TO DO ▸
Look for the word "JSON" in the entries and copy every line where it shows up.

(Stored records)
----------
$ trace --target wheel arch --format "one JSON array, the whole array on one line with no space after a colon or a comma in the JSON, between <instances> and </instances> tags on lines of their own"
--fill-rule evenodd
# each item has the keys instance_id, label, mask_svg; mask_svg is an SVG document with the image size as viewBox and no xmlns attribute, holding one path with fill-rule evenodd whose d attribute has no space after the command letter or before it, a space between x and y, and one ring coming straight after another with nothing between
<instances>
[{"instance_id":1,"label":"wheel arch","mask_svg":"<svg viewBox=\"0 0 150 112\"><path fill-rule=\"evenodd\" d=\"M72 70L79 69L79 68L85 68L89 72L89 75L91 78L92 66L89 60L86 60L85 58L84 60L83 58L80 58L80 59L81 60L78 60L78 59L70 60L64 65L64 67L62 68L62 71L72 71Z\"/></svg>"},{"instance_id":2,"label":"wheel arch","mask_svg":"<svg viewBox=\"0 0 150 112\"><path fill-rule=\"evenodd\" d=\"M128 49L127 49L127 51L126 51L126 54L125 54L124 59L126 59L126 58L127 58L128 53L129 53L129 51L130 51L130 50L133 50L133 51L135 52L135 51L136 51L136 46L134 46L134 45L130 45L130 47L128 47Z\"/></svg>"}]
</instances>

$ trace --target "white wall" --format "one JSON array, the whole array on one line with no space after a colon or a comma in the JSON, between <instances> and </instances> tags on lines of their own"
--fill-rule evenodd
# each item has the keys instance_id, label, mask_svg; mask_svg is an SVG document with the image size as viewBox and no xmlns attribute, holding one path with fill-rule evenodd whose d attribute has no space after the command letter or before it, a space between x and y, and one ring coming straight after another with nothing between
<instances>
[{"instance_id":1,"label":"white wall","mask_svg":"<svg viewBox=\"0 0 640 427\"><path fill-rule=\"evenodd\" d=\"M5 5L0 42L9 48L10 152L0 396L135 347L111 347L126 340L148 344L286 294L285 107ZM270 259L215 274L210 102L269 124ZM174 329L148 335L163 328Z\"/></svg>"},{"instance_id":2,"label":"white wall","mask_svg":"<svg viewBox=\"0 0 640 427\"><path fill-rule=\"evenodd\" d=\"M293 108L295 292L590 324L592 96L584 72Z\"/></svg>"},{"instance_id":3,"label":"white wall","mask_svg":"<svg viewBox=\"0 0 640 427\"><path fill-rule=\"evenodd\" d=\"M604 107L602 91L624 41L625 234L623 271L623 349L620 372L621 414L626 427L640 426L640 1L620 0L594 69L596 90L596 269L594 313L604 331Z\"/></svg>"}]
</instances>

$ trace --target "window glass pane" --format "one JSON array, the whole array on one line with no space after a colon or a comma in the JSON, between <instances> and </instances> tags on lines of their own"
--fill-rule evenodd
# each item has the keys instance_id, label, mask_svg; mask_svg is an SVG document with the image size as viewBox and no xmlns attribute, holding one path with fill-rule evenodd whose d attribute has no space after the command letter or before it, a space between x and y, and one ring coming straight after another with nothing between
----------
RESPONSE AREA ▸
$ trace --target wheel arch --format "one JSON array, the whole array on one line with no space after a colon or a comma in the JSON, between <instances> and </instances> tags on lines of their own"
$ trace --target "white wall" --format "one JSON array, the whole array on one line with no space after a colon or a comma in the JSON, between <instances> and </instances> tags on lines of their own"
$ trace --target "window glass pane" --format "one JSON array, the whole array on one line with no space after a colon or a comma in the JSON, between <instances> and </instances> tags on lines of their own"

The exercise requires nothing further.